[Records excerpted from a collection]
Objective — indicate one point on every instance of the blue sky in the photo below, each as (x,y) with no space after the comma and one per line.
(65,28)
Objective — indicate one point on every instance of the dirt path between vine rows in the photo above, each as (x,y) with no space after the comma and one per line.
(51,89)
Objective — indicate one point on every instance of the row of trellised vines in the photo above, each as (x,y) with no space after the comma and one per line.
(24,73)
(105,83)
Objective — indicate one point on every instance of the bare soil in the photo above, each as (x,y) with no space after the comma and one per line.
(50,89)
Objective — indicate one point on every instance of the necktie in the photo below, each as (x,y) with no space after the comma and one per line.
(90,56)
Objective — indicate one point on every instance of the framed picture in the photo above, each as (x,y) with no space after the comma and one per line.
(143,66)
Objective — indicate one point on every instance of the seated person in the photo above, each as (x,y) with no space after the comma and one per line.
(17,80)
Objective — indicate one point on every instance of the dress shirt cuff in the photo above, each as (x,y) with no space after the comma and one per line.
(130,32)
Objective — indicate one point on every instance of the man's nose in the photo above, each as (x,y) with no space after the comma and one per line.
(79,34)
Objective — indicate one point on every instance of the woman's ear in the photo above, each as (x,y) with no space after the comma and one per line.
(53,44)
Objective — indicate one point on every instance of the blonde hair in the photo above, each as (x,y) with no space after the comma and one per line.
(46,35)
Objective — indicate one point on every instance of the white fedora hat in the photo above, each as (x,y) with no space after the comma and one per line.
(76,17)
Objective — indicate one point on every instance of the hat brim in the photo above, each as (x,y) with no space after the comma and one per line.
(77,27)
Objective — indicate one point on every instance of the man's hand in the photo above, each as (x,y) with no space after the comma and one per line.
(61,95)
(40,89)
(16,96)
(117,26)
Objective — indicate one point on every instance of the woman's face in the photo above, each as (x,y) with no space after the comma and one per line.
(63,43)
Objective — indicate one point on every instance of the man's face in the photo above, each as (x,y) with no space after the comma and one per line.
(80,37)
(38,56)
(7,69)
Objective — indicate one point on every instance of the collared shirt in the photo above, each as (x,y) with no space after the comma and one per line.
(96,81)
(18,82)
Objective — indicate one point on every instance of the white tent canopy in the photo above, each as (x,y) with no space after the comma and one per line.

**WORK ITEM**.
What do the records say? Quote them all exactly.

**TASK RESULT**.
Objective — indicate one point on every instance of the blue sky in the photo below, each as (x,y) with no space after the comma and one per line.
(65,28)
Objective — indicate one point on every instance of the dirt path between vine rows in the photo above, each as (x,y) with no space after the comma and one per line.
(51,89)
Objective — indicate one point on every instance of the row of trellised vines in the photo above, each as (x,y) with no space after the comma and one per line.
(24,73)
(105,83)
Objective — indicate one point on every instance of the bare soil in the photo above, each as (x,y) with no space after the comma and one per line.
(50,89)
Objective — indicate one point on every instance of the necktie in the photo below, each as (x,y) with no space after the comma and one per line.
(90,56)
Objective — indicate one point on every instance of the framed picture in the photo above, each as (x,y) with no space after the comma and one per line.
(143,66)
Objective — indicate one point on every instance of the seated person in the photo above, each as (x,y) with no space after the comma and one per line.
(17,80)
Objective — indicate one point on every instance of the dress shirt cuff in the photo above, each as (x,y) with no space after the comma and one per line.
(130,32)
Objective — indicate one point on every instance of the man's nose in the photo above, each as (x,y) with no space after the comma and one per line.
(79,34)
Objective — indicate one point on every instance of the woman's ear in the photo above, each as (x,y) with no space after the comma and one per line.
(53,44)
Objective — indicate one point on every instance of the blonde hair in the photo above, each as (x,y) with no space after the comma and one per line.
(46,35)
Objective — indicate one point on every instance of the white fedora hat in the photo above, each as (x,y) with no space after the comma and one per line.
(76,17)
Objective — indicate one point on every instance of the hat brim in the photo above, each as (x,y) with no space after the comma and one per line.
(77,27)
Objective — indicate one point on every instance of the man's hand in the photo above, each as (x,y) with no space after the comma and one per line.
(61,95)
(40,89)
(16,96)
(117,26)
Objective — indicate one point on every instance of the woman's face in the photo above, each as (x,y) with no space after the comma and one per line.
(63,43)
Objective — indicate one point on every instance of the man's face in the photo above, each as (x,y) with no space after the comma and one per line.
(80,37)
(38,56)
(7,69)
Objective — indicate one point on every instance of the collared shirt in the photo above, each as (x,y) with no space after the comma and one per line.
(96,81)
(18,82)
Objective — indicate one point on every instance of the white tent canopy in the photo above, each as (x,y) with no space after the comma and one per line.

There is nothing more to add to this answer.